#### [PASSAGE FOR REVIEW]
Nearly 40% of the state is still in commercial forestland. Its pine barrens, located in the southern part of the state, contain over 1 million acres of highly combustible trees and brush. Another 13% is in parks, recreation areas and watersheds. Numerous farms, orchards and gardens are scattered throughout the state.

Adequate protection from wildfire is essential. The value of forest resources is estimated at $8.5 billion dollars. The wood industry alone employs 33,000 people with an annual payroll of $1 billion. Water quality, animal habitat, recreation and the ever-expanding structural wildland interzone (SWI) areas demand fire protection resources.

In 1899, a consultant submitted a report to the state that emphasized the need for forest fire control and the establishment of a forest fire service. In 1906, a law was passed establishing the New Jersey Forest Fire Service (NJFFS). A fire warden system was formed with 64 wardens appointed within the first year. In 1910, a system of forest fire watchtowers was begun.

(Stored entries)
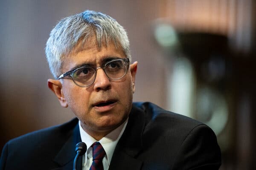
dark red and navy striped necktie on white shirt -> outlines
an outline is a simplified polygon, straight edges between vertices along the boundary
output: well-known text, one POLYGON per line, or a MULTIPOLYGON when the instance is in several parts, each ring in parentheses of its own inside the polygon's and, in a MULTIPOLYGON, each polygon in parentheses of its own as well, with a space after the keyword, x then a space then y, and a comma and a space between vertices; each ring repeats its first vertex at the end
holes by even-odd
POLYGON ((102 159, 105 156, 105 150, 99 142, 95 142, 93 147, 93 164, 90 170, 103 170, 102 159))

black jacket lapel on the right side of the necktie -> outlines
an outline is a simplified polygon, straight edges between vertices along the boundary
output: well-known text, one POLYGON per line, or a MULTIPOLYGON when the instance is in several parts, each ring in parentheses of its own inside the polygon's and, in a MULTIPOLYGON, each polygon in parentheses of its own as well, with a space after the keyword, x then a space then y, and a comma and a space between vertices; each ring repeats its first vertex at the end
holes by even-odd
POLYGON ((109 170, 140 170, 142 161, 136 156, 143 149, 142 133, 145 113, 133 106, 125 131, 116 145, 109 170))

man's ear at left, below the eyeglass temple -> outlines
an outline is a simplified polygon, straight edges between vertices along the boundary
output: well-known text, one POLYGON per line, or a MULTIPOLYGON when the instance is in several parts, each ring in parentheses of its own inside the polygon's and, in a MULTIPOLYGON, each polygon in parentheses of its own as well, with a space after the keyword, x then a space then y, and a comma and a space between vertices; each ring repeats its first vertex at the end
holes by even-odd
POLYGON ((62 93, 62 84, 59 80, 55 79, 48 79, 48 87, 51 89, 51 91, 58 97, 59 102, 61 103, 61 106, 64 108, 67 108, 67 101, 64 97, 64 94, 62 93))

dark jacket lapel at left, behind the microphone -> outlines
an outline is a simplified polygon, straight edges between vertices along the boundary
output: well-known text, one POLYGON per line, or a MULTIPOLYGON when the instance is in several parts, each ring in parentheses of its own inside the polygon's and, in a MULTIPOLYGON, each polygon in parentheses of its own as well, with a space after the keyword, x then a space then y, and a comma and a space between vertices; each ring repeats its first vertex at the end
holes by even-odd
MULTIPOLYGON (((72 130, 69 139, 62 146, 61 150, 55 156, 54 161, 57 162, 61 167, 54 170, 72 170, 73 160, 76 156, 75 147, 78 142, 81 142, 81 136, 79 132, 79 124, 76 121, 76 126, 72 130)), ((77 170, 81 170, 82 156, 79 156, 77 161, 77 170)))

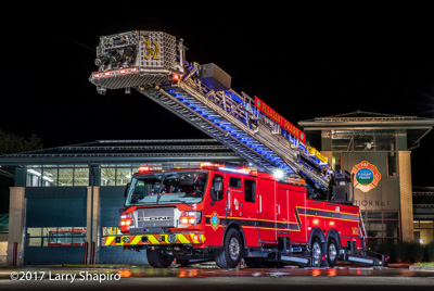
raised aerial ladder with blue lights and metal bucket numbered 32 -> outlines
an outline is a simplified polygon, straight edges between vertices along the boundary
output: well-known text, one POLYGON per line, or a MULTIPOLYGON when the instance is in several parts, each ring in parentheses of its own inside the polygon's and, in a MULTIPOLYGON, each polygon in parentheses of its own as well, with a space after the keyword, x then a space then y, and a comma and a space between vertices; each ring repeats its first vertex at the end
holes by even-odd
MULTIPOLYGON (((98 56, 112 60, 120 59, 127 49, 137 47, 123 64, 104 61, 100 71, 90 76, 90 81, 98 86, 99 92, 105 88, 136 88, 154 102, 215 138, 246 159, 259 170, 273 173, 282 169, 286 176, 306 179, 308 186, 323 193, 330 191, 333 172, 320 161, 309 147, 255 106, 255 101, 244 92, 233 90, 215 91, 201 81, 196 63, 187 63, 182 41, 178 41, 176 65, 163 68, 152 67, 161 61, 157 55, 161 46, 158 38, 166 38, 161 43, 171 41, 164 33, 131 31, 101 38, 98 56), (155 35, 155 36, 154 36, 155 35), (148 38, 146 38, 148 37, 148 38), (143 40, 144 39, 144 40, 143 40), (148 39, 148 40, 146 40, 148 39), (150 39, 155 39, 151 41, 150 39), (145 47, 142 48, 140 46, 145 47), (150 49, 151 45, 154 50, 150 49), (143 52, 144 51, 144 52, 143 52), (139 52, 142 55, 139 55, 139 52), (106 55, 105 55, 106 54, 106 55), (140 60, 135 60, 133 58, 140 60), (158 58, 154 63, 153 58, 158 58), (140 61, 140 62, 139 62, 140 61), (149 61, 149 63, 146 63, 149 61), (123 68, 127 65, 127 68, 123 68), (133 66, 136 65, 136 66, 133 66), (179 79, 174 81, 171 76, 179 79)), ((167 51, 166 49, 165 51, 167 51)), ((167 62, 167 56, 165 56, 167 62)))

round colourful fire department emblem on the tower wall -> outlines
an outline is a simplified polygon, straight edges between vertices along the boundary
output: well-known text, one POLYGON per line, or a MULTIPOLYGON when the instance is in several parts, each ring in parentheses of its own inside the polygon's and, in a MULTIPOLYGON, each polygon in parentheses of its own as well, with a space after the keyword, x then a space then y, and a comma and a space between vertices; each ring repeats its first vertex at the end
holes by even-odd
POLYGON ((375 165, 363 161, 353 167, 352 174, 355 175, 354 187, 363 192, 369 192, 379 185, 381 174, 375 165))

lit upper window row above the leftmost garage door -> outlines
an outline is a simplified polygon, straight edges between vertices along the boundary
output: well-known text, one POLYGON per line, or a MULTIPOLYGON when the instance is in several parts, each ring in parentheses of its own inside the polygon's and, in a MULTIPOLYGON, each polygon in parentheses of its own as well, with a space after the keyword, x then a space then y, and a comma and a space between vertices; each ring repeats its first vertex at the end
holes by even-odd
POLYGON ((27 166, 27 187, 79 187, 89 185, 87 165, 27 166))

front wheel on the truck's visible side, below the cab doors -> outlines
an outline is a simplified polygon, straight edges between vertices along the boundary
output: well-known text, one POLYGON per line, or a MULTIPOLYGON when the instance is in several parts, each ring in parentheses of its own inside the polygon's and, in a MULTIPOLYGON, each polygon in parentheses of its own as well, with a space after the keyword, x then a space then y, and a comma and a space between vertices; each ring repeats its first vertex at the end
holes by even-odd
POLYGON ((240 232, 231 228, 226 233, 222 250, 216 251, 215 261, 220 268, 234 268, 241 261, 242 242, 240 232))

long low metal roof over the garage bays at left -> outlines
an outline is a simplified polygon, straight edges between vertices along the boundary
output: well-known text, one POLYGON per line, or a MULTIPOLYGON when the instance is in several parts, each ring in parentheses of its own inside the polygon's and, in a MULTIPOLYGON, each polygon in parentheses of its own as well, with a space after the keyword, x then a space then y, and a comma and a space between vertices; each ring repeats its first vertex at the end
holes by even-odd
POLYGON ((0 156, 0 165, 189 162, 244 159, 214 139, 178 140, 98 140, 0 156))

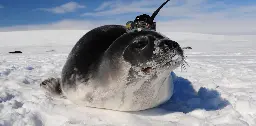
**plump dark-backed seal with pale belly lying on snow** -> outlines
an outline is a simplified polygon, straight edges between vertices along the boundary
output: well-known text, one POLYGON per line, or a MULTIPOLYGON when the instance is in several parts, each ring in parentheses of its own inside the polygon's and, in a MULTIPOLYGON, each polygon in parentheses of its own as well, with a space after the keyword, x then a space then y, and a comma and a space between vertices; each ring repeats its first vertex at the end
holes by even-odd
POLYGON ((183 64, 180 45, 156 31, 126 32, 105 25, 73 47, 61 78, 40 86, 75 104, 117 111, 156 107, 173 94, 170 72, 183 64))

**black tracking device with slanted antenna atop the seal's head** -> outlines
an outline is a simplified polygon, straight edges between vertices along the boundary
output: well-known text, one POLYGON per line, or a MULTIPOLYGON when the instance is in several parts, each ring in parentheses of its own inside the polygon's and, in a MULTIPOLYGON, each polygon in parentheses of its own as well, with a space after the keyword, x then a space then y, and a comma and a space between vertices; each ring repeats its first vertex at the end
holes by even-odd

#### [TASK REQUIREMENTS]
(a) Summarize the passage on New Jersey forest fire protection in two sentences.
(b) Carry on the passage about New Jersey forest fire protection from the point where it stops.
The records stand apart from the passage and are separate material.

#### [PER-TASK OUTPUTS]
(a) Much of New Jersey is forestland, including over 1 million acres of highly combustible pine barrens, and forest resources worth an estimated $8.5 billion, along with water quality, animal habitat, recreation and SWI areas, demand fire protection. After an 1899 consultant's report stressed the need, a 1906 law established the New Jersey Forest Fire Service, which appointed 64 wardens in its first year and began a system of watchtowers in 1910.

(b)
It was not until 1924 that the present system of forest fire protection was organized. In 1927, the first aircraft was used for aerial fire observation. The CCC constructed a series of firebreaks and roads in New Jersey forests and parks from 1933 to 1942.

Rapid advancements and improvements in motorized "track" vehicles and communications occurred from the 1930s through the 1950s. In 1961, aircraft was first utilized for aerial water bombing of fires. A reorganization and professionalization of the NJFFS was begun in 1978 and completed in 1980.

New Jersey's Wildfire History

The following are but a few of the many wildfires that have occurred:

1755 - A pine barrens fire was reported to be 30 miles in length.
1838 - Sept. 7-10, Burlington and Monmouth counties suffered a fire of 179,200 acres with much property loss.
1930 - May saw the worst fires in New Jersey history, with 267,547 acres burned. A huge fire leveled the entire town of Forked River.
1936 - Five Civilian Conservation Corps (CCC) firefighters were killed in a forest fire near Bass River.
1941 - Huge fires destroyed 400 structures in the Lakewood/Lakehurst area.
1963 - A series of 37 major fires burned 193,000 acres, 186 homes and 197 outbuildings and killed seven people causing $8.5 million in property losses. One fire burned 76,000 acres and traveled 21 miles.
1977 - A 15,000-acre fire burned six homes on March 31. On July 22, a 2,300-acre fire in the Bass River State Forest killed four firefighters from the Eagleswood Volunteer Fire Company.
1995 - On April 4, a fire burned 19,225 acres in Ocean County and threatened numerous homes and other structures.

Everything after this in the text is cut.